Task details: Reproduce the stretch of entries from the line containing "Locate the blurred" through the line containing "(1057, 363)", replacing "flower cluster" with "blossom cluster" and leaving everything else unchanged.

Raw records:
════

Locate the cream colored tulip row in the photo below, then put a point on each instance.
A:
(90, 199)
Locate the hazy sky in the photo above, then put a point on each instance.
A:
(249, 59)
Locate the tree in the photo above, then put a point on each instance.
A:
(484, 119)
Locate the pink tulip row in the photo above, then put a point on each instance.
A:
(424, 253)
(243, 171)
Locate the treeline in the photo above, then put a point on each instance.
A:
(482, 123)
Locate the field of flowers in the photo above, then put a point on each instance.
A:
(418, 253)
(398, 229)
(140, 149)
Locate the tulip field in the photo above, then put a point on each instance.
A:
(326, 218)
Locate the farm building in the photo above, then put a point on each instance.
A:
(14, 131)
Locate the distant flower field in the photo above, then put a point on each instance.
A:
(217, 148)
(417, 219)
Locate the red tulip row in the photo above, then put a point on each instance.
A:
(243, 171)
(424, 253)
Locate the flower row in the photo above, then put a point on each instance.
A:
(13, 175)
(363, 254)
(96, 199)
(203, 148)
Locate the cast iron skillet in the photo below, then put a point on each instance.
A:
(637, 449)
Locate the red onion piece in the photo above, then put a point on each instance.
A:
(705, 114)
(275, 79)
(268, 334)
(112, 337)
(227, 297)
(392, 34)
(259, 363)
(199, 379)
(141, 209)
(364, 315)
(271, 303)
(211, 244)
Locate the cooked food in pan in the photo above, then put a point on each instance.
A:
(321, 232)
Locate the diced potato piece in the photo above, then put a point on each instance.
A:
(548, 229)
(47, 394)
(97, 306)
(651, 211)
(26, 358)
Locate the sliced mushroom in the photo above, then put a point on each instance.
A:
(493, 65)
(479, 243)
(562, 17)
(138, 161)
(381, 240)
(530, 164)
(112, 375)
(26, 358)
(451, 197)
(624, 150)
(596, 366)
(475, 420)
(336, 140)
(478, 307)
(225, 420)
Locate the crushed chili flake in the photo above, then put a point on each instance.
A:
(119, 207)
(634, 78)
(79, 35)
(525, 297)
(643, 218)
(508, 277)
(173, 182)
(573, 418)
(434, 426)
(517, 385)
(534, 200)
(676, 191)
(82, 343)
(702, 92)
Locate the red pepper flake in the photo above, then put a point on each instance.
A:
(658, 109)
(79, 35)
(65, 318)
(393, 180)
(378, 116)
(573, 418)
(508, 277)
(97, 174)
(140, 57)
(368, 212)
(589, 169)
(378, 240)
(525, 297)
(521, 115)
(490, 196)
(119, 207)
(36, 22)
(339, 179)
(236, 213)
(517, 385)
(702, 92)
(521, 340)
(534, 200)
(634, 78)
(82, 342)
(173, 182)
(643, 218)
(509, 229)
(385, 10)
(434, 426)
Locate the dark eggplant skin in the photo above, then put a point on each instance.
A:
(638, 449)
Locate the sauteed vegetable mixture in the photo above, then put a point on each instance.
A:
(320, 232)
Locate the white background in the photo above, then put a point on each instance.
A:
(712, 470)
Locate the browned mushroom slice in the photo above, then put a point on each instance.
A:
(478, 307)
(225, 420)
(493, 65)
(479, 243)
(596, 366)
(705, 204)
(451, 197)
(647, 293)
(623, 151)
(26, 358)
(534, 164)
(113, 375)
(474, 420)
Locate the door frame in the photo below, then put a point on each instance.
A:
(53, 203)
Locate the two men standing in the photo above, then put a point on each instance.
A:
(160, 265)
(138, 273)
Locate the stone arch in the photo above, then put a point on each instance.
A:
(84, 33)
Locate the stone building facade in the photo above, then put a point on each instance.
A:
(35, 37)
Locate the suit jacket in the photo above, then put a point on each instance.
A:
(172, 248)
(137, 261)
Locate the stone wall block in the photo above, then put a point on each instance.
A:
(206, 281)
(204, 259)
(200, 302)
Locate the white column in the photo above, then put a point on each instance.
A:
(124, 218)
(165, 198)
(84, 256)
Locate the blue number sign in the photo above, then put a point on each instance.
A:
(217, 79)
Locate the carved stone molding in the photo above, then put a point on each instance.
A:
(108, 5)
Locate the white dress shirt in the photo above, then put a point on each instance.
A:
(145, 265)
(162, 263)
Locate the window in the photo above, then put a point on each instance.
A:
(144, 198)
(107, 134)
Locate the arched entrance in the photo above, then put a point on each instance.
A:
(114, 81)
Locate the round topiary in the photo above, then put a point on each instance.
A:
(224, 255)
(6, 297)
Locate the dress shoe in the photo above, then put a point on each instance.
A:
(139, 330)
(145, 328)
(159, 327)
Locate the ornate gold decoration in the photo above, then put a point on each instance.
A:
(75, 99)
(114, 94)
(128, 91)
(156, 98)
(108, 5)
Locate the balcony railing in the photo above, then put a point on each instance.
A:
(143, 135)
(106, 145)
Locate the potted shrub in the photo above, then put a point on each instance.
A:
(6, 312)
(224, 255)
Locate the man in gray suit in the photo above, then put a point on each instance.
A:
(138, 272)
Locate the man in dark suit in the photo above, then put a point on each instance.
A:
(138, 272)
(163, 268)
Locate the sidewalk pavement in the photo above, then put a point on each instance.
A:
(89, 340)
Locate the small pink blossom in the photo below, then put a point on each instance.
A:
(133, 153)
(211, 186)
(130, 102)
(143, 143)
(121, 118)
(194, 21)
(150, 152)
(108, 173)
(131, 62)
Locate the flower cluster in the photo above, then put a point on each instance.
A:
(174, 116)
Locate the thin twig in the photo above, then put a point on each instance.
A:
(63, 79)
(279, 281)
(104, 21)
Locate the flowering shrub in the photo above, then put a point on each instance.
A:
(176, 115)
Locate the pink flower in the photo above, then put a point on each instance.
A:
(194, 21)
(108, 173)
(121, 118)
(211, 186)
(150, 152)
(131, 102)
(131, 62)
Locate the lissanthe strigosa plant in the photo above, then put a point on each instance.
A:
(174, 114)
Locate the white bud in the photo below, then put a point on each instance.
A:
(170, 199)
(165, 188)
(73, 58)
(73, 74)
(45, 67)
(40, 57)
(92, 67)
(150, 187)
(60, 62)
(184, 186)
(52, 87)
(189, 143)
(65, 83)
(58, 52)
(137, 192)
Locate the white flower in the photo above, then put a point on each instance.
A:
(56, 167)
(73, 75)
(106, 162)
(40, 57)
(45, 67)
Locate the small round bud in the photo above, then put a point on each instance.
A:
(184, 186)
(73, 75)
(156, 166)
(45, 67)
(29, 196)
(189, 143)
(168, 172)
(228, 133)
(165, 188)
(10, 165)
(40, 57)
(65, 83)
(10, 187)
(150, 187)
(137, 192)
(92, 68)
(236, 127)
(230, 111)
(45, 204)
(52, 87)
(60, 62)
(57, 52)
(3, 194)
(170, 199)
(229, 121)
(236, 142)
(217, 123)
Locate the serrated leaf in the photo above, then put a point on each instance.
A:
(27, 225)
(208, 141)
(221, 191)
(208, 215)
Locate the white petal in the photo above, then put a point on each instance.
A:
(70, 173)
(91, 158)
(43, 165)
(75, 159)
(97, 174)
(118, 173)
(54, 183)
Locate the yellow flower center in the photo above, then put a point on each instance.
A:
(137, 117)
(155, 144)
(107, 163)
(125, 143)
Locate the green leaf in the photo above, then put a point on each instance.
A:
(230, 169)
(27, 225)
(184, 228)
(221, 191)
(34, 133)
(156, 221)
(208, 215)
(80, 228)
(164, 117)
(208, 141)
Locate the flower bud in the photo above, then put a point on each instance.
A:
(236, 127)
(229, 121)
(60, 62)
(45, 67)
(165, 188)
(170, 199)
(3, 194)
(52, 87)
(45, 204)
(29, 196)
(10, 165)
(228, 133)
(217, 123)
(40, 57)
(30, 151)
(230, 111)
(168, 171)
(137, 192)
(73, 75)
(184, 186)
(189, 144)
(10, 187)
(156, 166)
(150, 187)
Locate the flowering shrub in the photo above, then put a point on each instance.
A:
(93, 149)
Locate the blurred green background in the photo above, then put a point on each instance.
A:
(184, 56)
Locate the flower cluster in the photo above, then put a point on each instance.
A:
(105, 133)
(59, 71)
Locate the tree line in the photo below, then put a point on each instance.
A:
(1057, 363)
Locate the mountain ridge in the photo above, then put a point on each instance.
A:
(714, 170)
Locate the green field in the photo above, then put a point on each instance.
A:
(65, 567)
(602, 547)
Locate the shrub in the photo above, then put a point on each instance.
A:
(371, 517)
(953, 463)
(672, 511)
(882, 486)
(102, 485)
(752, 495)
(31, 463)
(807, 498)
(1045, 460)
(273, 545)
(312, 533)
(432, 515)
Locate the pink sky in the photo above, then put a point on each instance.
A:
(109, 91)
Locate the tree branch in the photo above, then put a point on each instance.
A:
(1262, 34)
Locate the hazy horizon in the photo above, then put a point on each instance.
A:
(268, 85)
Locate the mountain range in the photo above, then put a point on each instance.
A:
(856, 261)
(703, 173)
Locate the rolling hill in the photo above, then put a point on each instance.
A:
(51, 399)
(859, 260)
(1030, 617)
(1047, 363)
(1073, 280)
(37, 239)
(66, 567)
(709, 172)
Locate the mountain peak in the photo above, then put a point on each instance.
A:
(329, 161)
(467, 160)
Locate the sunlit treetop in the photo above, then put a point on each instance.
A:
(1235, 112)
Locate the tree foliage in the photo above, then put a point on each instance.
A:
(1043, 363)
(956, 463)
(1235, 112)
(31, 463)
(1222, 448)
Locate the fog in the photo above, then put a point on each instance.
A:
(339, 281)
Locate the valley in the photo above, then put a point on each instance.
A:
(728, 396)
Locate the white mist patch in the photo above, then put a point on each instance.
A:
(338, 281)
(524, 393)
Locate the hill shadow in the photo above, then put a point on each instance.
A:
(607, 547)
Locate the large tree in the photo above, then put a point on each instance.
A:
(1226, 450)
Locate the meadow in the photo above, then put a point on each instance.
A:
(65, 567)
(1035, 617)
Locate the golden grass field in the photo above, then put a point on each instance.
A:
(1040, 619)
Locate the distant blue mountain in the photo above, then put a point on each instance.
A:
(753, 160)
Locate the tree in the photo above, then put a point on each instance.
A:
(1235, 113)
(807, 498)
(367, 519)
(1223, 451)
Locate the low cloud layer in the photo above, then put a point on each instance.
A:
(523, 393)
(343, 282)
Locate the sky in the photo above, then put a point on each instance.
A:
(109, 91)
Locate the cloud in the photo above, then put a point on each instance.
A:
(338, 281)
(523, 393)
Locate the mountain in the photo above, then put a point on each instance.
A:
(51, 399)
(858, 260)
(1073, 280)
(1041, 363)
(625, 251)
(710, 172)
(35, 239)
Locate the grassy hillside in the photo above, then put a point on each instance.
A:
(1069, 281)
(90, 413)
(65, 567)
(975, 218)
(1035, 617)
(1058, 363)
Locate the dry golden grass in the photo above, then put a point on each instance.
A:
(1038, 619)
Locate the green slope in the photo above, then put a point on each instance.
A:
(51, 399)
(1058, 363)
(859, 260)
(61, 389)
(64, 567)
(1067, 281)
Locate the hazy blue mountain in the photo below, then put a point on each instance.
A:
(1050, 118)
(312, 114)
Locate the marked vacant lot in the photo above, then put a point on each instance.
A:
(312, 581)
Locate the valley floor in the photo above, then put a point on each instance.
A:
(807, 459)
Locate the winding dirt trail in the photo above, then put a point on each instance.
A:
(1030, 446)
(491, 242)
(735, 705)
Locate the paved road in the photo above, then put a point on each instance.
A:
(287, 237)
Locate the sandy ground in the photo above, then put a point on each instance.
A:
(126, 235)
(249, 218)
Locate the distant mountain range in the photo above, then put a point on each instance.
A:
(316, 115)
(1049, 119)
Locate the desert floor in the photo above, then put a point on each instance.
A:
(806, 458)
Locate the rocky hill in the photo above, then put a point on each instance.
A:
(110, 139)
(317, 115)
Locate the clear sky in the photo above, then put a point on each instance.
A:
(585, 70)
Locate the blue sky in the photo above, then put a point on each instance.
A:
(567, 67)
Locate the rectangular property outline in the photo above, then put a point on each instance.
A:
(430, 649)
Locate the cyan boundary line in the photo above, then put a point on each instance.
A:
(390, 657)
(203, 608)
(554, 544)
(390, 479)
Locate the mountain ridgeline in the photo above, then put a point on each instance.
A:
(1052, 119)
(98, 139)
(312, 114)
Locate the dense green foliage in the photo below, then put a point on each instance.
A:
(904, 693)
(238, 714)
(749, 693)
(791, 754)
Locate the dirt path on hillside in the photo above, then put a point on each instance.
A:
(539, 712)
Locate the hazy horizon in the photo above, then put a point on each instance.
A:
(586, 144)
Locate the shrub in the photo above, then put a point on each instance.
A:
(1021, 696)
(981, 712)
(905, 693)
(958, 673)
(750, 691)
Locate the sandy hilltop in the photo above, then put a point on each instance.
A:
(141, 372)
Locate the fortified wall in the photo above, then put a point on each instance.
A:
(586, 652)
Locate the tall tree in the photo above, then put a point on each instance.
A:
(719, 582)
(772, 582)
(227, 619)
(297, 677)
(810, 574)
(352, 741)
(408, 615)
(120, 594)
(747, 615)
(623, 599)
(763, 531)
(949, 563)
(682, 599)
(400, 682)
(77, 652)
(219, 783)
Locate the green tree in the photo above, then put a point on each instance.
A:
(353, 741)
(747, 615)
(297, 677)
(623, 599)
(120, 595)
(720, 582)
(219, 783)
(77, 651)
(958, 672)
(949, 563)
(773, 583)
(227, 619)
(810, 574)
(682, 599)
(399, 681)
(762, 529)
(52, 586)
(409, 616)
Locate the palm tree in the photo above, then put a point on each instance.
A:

════

In response:
Locate the blurred green background in the photo above, then put a point on each instance.
A:
(184, 56)
Locate the blossom cluster in the photo above, then put a point on each instance.
A:
(105, 133)
(59, 71)
Locate the tree line in the photo below, then put a point on each instance.
A:
(1057, 363)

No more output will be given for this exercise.